*** Opening of Exercise inputs ***

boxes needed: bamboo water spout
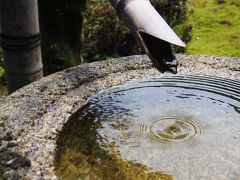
[110,0,186,73]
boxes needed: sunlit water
[55,75,240,180]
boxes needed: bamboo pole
[0,0,43,94]
[110,0,185,73]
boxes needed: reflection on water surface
[55,76,240,179]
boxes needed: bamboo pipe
[110,0,186,73]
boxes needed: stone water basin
[55,75,240,179]
[0,55,240,179]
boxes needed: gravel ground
[0,54,239,179]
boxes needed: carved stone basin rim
[0,54,239,179]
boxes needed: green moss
[55,110,173,180]
[186,0,240,57]
[56,148,173,180]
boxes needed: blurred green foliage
[0,0,190,87]
[82,0,141,62]
[0,68,4,85]
[42,43,73,74]
[0,50,7,95]
[151,0,192,52]
[152,0,188,27]
[0,50,6,86]
[39,0,86,74]
[83,0,191,62]
[186,0,240,57]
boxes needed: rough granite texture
[0,54,239,179]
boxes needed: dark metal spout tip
[110,0,185,74]
[168,67,178,74]
[139,32,178,74]
[154,59,178,74]
[165,59,178,74]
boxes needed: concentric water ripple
[56,75,240,180]
[138,116,204,144]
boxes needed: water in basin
[55,75,240,179]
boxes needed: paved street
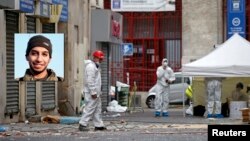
[0,106,247,141]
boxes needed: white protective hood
[182,33,250,77]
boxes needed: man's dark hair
[236,82,244,89]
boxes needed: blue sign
[112,0,121,9]
[20,0,34,13]
[40,2,50,18]
[227,0,245,39]
[122,43,133,56]
[52,0,68,22]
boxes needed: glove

*** Close of Exercise inputs ***

> [Required action] Omit the pictures and give the material again, exactly and in full.

> [Your response]
boxes needed: bamboo water spout
[110,0,186,73]
boxes needed: sunlit water
[55,75,240,180]
boxes needed: bamboo pole
[0,0,43,94]
[110,0,185,73]
boxes needed: reflection on water surface
[55,76,240,179]
boxes needed: bamboo pipe
[110,0,186,73]
boxes needed: stone water basin
[55,75,240,179]
[0,55,240,179]
boxes needed: gravel ground
[0,54,239,179]
boxes needed: carved stone basin rim
[0,54,239,179]
boxes needed: green moss
[55,110,173,180]
[186,0,240,57]
[56,148,173,180]
boxes needed: blurred green foliage
[0,0,190,87]
[82,0,141,62]
[0,68,4,85]
[42,43,73,74]
[0,50,7,95]
[151,0,192,52]
[152,0,188,27]
[0,50,6,86]
[39,0,86,74]
[83,0,191,62]
[186,0,240,57]
boxes needed: rough granite texture
[0,54,239,179]
boxes needed: dark metal spout tip
[110,0,185,74]
[168,67,178,74]
[139,32,178,74]
[154,59,178,74]
[165,59,178,74]
boxes needed: concentric water ripple
[56,75,240,180]
[138,116,204,144]
boxes needed: water in basin
[55,75,240,179]
boxes needed: paved street
[0,106,247,141]
boxes needed: white protective hood
[182,33,250,77]
boxes needed: man's dark hair
[236,82,244,89]
boxes needed: blue sign
[112,0,121,9]
[20,0,34,13]
[40,2,50,18]
[227,0,245,39]
[122,43,133,56]
[52,0,68,22]
boxes needed: glove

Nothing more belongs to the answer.